Stored items
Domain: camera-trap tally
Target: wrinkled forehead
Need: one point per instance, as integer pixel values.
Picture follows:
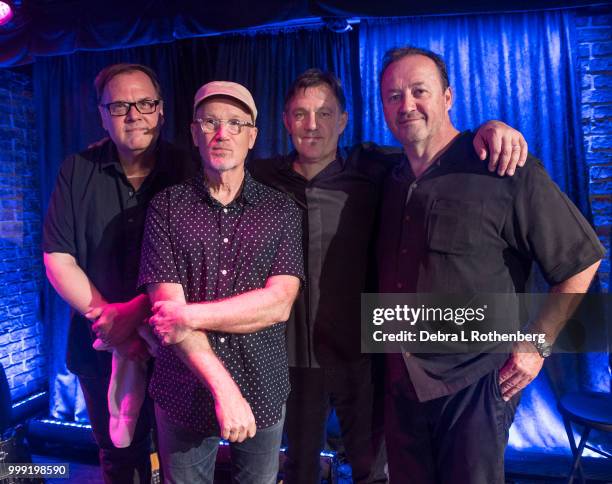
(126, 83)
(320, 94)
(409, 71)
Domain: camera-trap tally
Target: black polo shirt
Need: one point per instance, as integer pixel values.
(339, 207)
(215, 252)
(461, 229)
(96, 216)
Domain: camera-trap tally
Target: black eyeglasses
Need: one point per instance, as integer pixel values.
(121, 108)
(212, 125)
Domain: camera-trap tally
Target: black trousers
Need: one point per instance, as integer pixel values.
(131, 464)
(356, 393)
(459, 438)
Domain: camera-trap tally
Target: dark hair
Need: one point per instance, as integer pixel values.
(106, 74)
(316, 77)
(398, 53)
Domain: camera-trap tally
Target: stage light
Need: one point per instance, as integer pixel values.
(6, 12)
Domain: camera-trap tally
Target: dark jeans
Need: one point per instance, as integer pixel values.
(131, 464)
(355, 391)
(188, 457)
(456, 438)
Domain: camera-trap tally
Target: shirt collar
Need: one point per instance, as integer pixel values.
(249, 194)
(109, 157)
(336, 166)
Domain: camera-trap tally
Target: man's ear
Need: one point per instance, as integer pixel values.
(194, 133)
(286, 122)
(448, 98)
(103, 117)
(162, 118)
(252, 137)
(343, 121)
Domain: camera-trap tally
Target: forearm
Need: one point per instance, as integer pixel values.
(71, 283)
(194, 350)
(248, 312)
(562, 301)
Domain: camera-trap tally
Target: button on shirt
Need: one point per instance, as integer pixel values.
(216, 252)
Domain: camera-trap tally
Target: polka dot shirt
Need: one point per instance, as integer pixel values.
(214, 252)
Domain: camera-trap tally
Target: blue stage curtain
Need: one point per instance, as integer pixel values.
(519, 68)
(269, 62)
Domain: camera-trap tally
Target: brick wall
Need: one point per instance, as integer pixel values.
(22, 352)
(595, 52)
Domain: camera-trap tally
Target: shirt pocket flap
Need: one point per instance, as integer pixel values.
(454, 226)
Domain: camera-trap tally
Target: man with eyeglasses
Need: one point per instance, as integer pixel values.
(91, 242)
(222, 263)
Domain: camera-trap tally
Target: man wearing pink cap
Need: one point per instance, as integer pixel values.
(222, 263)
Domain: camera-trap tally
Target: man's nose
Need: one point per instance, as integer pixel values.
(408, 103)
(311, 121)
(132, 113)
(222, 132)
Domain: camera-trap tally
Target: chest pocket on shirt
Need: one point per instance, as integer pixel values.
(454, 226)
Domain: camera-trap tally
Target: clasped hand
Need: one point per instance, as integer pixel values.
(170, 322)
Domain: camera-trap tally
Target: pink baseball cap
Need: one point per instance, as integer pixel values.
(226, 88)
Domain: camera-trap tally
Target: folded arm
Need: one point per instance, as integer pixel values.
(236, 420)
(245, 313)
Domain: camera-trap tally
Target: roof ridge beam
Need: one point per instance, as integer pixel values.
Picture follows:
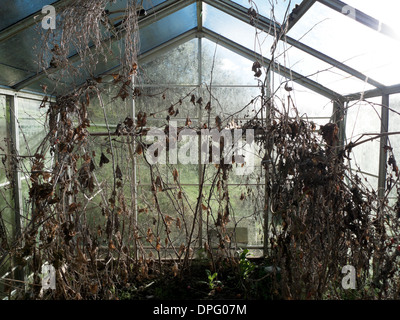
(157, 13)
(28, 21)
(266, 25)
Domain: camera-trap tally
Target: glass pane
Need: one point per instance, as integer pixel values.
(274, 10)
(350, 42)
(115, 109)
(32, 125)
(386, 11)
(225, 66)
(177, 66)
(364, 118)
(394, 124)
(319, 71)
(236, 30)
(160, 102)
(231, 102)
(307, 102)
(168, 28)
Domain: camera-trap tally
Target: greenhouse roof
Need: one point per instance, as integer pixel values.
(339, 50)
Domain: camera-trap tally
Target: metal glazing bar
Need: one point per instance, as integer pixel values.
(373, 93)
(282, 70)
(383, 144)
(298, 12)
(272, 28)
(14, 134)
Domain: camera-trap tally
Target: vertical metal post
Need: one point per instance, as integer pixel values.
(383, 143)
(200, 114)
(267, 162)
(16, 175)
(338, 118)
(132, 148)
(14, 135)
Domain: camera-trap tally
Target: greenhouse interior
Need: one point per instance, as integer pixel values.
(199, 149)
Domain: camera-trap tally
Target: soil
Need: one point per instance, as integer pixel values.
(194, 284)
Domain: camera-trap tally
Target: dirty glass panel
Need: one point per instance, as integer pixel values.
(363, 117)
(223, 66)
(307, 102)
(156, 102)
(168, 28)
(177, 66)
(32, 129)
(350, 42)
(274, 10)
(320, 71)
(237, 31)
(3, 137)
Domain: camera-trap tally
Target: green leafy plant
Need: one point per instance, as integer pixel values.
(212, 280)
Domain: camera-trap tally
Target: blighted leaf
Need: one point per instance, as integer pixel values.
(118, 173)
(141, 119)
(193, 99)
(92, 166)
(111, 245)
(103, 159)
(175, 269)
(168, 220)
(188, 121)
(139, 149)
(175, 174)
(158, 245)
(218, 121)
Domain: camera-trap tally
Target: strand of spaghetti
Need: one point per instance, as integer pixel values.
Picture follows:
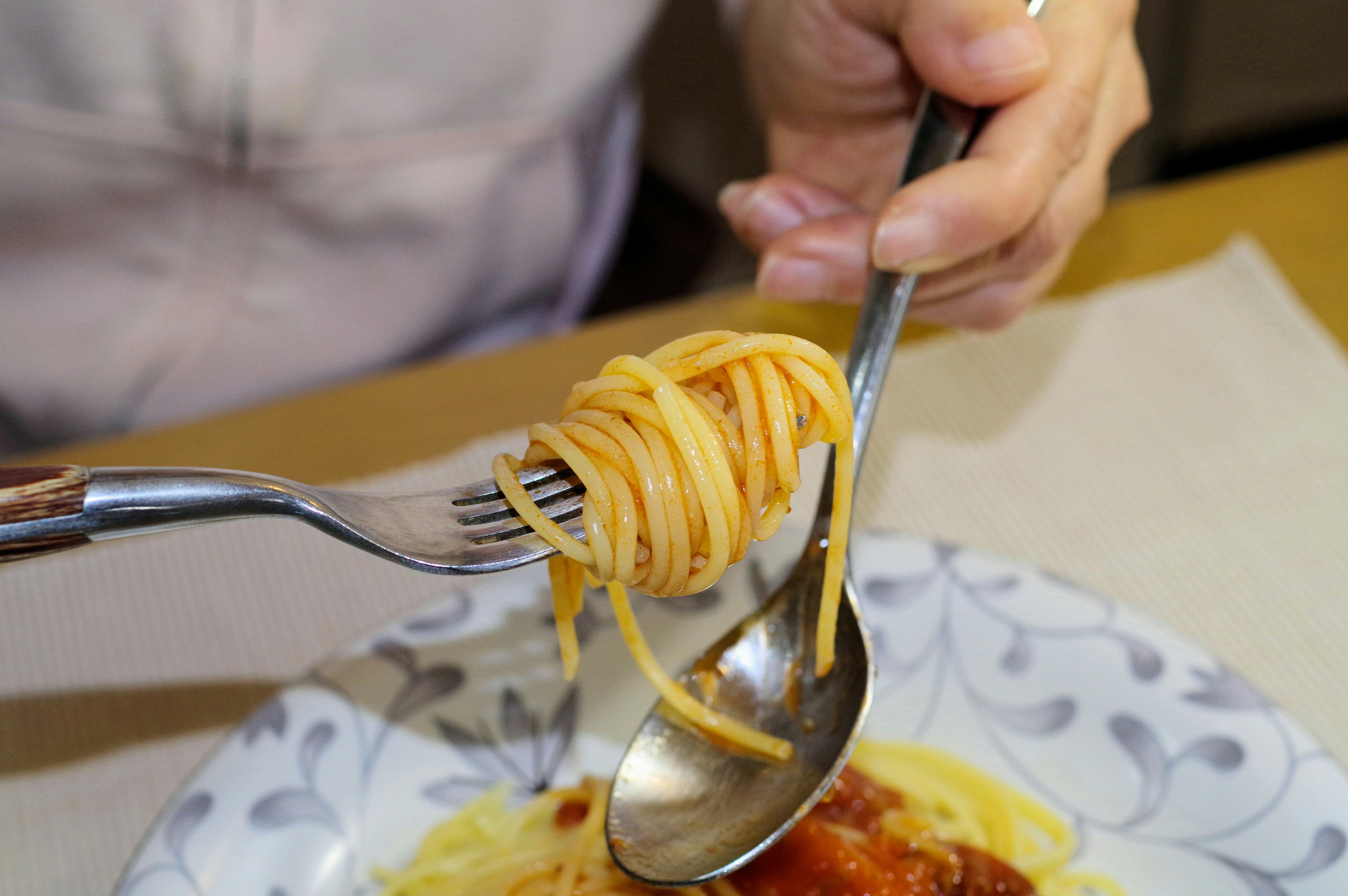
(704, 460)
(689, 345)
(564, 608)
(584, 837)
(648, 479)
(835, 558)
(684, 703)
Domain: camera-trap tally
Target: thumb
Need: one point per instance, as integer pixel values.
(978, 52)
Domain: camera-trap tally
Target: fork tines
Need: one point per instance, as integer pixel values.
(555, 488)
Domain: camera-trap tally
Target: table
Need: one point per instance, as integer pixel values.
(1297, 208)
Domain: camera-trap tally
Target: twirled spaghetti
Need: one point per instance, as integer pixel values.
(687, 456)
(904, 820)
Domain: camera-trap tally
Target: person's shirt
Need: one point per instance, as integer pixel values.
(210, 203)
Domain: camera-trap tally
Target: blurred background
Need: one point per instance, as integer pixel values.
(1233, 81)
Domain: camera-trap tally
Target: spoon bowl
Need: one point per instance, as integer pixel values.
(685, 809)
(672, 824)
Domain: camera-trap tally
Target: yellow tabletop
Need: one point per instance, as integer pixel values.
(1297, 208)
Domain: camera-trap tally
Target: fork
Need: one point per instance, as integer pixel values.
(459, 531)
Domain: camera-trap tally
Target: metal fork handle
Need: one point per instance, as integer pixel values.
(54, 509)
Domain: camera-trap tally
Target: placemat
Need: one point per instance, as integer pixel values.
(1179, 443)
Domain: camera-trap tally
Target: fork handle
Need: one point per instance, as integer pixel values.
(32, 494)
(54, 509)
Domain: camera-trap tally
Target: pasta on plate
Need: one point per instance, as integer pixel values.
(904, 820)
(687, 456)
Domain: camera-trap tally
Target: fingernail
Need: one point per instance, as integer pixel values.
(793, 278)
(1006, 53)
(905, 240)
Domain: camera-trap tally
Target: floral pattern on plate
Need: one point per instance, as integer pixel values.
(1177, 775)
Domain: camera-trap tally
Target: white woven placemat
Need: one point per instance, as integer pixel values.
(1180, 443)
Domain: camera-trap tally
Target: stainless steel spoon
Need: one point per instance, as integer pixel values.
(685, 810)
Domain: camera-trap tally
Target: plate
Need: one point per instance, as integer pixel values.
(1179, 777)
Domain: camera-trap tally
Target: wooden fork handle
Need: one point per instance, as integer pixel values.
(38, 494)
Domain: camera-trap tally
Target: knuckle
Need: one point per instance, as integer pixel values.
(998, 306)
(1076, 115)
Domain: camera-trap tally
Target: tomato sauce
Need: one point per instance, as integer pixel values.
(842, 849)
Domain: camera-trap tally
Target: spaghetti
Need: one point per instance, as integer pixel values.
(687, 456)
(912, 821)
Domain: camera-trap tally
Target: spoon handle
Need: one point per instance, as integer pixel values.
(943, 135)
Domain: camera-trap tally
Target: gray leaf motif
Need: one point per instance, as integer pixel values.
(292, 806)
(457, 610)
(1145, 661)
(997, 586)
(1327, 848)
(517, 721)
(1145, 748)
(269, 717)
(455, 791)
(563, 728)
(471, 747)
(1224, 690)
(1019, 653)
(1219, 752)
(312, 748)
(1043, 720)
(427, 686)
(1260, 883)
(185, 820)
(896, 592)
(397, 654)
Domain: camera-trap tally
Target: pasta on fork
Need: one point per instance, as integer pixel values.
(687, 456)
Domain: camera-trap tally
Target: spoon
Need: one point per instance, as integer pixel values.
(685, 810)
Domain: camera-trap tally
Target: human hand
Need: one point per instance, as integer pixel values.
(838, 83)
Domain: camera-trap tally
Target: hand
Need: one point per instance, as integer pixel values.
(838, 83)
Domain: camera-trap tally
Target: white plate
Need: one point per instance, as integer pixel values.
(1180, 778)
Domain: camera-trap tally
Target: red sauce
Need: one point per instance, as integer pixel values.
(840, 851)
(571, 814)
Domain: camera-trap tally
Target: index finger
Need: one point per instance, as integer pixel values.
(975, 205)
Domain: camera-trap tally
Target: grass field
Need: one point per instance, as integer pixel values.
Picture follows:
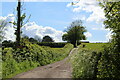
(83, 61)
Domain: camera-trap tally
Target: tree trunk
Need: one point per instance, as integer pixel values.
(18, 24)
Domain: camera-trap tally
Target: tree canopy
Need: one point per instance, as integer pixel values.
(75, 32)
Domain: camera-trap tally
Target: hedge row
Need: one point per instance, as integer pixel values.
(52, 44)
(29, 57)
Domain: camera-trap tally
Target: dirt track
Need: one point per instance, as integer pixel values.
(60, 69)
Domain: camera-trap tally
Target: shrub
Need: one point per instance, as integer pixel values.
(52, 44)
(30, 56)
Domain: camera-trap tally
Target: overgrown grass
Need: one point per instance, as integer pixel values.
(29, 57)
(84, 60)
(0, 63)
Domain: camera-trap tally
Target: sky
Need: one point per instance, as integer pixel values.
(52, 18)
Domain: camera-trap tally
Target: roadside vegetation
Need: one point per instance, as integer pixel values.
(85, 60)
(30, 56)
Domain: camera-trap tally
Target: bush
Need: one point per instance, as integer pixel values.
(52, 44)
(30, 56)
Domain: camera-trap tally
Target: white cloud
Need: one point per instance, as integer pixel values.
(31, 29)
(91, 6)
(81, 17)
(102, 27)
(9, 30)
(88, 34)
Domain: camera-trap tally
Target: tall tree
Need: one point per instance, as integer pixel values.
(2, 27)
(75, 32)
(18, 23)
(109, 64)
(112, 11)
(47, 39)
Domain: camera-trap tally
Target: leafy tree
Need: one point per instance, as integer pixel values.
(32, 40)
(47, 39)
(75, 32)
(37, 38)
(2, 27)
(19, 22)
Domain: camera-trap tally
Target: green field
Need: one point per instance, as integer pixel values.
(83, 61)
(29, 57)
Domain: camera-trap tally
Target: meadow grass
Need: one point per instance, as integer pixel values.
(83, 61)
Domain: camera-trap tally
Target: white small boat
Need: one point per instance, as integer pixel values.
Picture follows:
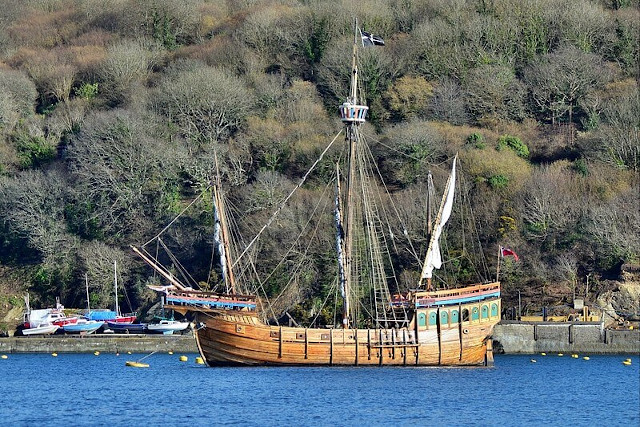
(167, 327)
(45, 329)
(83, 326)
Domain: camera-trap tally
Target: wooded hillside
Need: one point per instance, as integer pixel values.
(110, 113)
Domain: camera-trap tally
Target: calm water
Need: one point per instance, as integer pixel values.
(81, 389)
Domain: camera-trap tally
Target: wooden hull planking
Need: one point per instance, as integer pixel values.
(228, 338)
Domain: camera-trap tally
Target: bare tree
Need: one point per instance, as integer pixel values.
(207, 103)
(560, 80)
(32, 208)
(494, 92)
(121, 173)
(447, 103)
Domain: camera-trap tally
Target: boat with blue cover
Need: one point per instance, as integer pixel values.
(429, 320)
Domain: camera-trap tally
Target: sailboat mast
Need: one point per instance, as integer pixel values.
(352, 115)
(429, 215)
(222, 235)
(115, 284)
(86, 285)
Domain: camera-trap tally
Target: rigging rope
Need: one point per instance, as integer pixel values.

** Assigned task **
Find the lines that mention "with" in the entries and show them.

** Result of the task **
Target: man with eyeglasses
Target: boat with blue cover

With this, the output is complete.